→ **What is required**
Copy every line, leaving nothing out and adding nothing.

→ **Records for this exercise**

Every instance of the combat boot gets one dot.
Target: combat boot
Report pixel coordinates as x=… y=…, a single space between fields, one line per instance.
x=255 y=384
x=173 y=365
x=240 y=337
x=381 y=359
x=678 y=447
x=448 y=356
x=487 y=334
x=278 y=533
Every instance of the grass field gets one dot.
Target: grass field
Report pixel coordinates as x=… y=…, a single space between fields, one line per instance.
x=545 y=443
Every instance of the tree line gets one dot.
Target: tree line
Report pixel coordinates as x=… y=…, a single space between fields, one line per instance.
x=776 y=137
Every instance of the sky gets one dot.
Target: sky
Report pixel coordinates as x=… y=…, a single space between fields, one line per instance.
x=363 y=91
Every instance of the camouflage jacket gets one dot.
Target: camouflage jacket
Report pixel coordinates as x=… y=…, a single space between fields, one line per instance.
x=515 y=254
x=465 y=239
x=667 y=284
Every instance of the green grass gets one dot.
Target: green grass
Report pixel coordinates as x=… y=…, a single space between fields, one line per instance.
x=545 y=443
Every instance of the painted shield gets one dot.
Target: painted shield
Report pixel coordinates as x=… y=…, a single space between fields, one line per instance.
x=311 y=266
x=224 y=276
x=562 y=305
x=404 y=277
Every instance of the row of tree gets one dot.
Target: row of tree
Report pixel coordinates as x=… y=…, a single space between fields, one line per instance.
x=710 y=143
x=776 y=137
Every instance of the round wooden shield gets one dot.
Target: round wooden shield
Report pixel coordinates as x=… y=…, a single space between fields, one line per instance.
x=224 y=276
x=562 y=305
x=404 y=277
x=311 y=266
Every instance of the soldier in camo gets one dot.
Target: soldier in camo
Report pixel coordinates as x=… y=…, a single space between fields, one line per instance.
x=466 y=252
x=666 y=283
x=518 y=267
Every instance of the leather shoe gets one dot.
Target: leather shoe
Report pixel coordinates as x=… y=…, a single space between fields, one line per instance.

→ **Written reply**
Every instance of the combat boot gets one dot.
Target: combat boot
Report pixel coordinates as x=… y=…, a single space between fields, one line per instance.
x=255 y=384
x=173 y=365
x=240 y=337
x=381 y=359
x=678 y=447
x=448 y=356
x=487 y=334
x=278 y=533
Every instance of the grass field gets one dot.
Target: grass field
Report pixel coordinates as x=… y=…, a single space between fields, one line per instance.
x=545 y=443
Every instance of the tree line gets one dot.
Target: tree line
Report pixel coordinates as x=… y=…, a single space between fields, one line per instance.
x=776 y=137
Every instance of the sky gets one dot.
Target: sky
Report pixel coordinates as x=… y=…, a single space between fields, one line per instance.
x=363 y=91
Every instance of the camouflage jacket gets one dot.
Target: camouflage jacket
Report pixel coordinates as x=… y=…, a single space between fields, one line per instance.
x=515 y=254
x=465 y=239
x=667 y=284
Every instance of the green grass gets one dot.
Target: green grass
Report pixel coordinates as x=… y=…, a single space between fields, one line per instance.
x=545 y=443
Every instance of the painted shield gets one dot.
Target: painted shield
Report pixel coordinates as x=… y=…, a single space between fields, one line per instance.
x=311 y=266
x=224 y=276
x=562 y=305
x=404 y=277
Every instance of the row of tree gets one dot.
Target: row of tree
Report pixel coordinates as x=… y=…, a single space between fields, one line per instance.
x=710 y=143
x=776 y=137
Every instance of the round wooden shield gets one dot.
Target: round wooden shield
Report pixel coordinates as x=… y=…, a single space between fields, one line per instance.
x=224 y=276
x=562 y=305
x=404 y=277
x=311 y=266
Every instance of the soldier in camo gets one dot.
Target: soldier in camo
Report pixel coordinates as x=… y=…, a single space between fields, one line per instance.
x=466 y=252
x=666 y=283
x=518 y=267
Every instance of the leather shoe gets one dot.
Target: leather shoe
Report pixel coordinates as x=… y=…, a single space between fields, one line per instance.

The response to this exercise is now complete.